-- begin --

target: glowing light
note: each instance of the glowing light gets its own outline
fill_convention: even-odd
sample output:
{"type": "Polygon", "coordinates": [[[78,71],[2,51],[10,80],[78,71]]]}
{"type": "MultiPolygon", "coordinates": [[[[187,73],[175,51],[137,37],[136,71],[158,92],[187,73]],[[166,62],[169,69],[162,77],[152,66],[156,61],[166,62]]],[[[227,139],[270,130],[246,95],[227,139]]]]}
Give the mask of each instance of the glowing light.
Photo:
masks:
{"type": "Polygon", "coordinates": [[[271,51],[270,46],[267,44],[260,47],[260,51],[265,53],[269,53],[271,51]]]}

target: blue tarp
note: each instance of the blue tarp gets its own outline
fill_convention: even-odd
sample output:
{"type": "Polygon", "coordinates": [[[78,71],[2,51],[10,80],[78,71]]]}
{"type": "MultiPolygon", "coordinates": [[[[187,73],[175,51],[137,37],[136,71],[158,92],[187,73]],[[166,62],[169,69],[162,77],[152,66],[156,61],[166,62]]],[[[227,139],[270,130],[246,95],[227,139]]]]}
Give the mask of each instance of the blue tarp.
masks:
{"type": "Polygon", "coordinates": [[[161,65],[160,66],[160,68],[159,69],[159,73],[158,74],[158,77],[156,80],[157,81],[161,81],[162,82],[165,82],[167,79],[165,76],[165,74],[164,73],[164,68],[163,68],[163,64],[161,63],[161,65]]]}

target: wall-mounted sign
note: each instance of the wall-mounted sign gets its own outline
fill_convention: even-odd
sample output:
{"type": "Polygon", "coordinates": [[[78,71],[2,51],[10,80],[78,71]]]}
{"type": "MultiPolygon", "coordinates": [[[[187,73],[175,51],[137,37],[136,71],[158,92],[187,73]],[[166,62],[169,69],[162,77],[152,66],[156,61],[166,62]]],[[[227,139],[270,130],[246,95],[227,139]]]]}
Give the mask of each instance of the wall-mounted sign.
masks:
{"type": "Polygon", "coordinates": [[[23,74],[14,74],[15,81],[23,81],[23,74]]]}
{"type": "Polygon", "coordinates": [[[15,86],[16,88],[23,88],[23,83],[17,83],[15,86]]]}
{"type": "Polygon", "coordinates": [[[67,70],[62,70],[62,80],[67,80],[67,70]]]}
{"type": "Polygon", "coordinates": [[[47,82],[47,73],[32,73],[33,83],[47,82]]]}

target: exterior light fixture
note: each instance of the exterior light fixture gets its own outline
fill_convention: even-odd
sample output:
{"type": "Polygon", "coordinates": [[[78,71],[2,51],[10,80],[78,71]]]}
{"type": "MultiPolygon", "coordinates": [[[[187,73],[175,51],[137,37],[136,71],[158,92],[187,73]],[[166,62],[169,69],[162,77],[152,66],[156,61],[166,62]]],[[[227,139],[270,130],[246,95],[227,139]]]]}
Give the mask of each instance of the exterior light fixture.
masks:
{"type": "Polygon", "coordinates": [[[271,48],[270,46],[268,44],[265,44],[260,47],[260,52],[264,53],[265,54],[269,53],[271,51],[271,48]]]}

-- end --

● What the task requires:
Can you reproduce the material from the line that contains "target: blue tarp" through its last line, both included and requests kept, with every polygon coordinate in the mask answers multiplied by 1.75 and rounded to a whole number, halves going up? Leave the coordinates in the sample outputs unchanged.

● Solution to the problem:
target: blue tarp
note: each instance of the blue tarp gets its own outline
fill_convention: even-odd
sample output:
{"type": "Polygon", "coordinates": [[[78,71],[2,51],[10,80],[78,71]]]}
{"type": "MultiPolygon", "coordinates": [[[[187,73],[175,51],[137,37],[136,71],[158,92],[187,73]],[[166,62],[169,69],[162,77],[152,66],[156,61],[166,62]]],[[[227,139],[270,130],[246,95],[227,139]]]]}
Give the mask of each instance of the blue tarp.
masks:
{"type": "Polygon", "coordinates": [[[282,114],[280,116],[280,119],[278,121],[278,128],[277,130],[277,135],[273,140],[275,142],[282,142],[284,144],[289,144],[292,138],[289,133],[289,130],[287,128],[287,119],[285,119],[285,112],[282,110],[282,114]]]}

target: wall-mounted sign
note: each instance of the wall-mounted sign gets its own outline
fill_convention: even-odd
sample output:
{"type": "Polygon", "coordinates": [[[78,71],[2,51],[10,80],[78,71]]]}
{"type": "MultiPolygon", "coordinates": [[[[187,73],[175,51],[137,37],[136,71],[158,92],[187,73]],[[166,62],[169,69],[162,77],[152,66],[156,61],[166,62]]],[[[227,139],[270,130],[246,95],[227,139]]]]}
Give the mask of each instance of the wall-mounted sign.
masks:
{"type": "Polygon", "coordinates": [[[40,130],[25,130],[26,142],[40,142],[40,130]]]}
{"type": "Polygon", "coordinates": [[[26,151],[28,154],[40,154],[40,145],[30,145],[26,151]]]}
{"type": "Polygon", "coordinates": [[[117,123],[109,123],[109,140],[117,140],[117,123]]]}
{"type": "Polygon", "coordinates": [[[82,144],[82,128],[56,128],[58,145],[82,144]]]}

target: exterior light fixture
note: each instance of the exterior light fixture gets its own outline
fill_convention: even-odd
sample output:
{"type": "Polygon", "coordinates": [[[78,71],[2,51],[10,80],[78,71]]]}
{"type": "MultiPolygon", "coordinates": [[[[187,73],[175,51],[137,37],[136,71],[158,92],[187,73]],[[166,62],[169,69],[162,77],[152,66],[156,61],[166,62]]],[[[227,139],[270,130],[246,95],[227,139]]]]}
Give the mask of each instance of the exterior light fixture.
masks:
{"type": "Polygon", "coordinates": [[[474,84],[473,81],[469,77],[464,77],[455,82],[455,91],[462,93],[464,95],[471,93],[474,89],[474,84]]]}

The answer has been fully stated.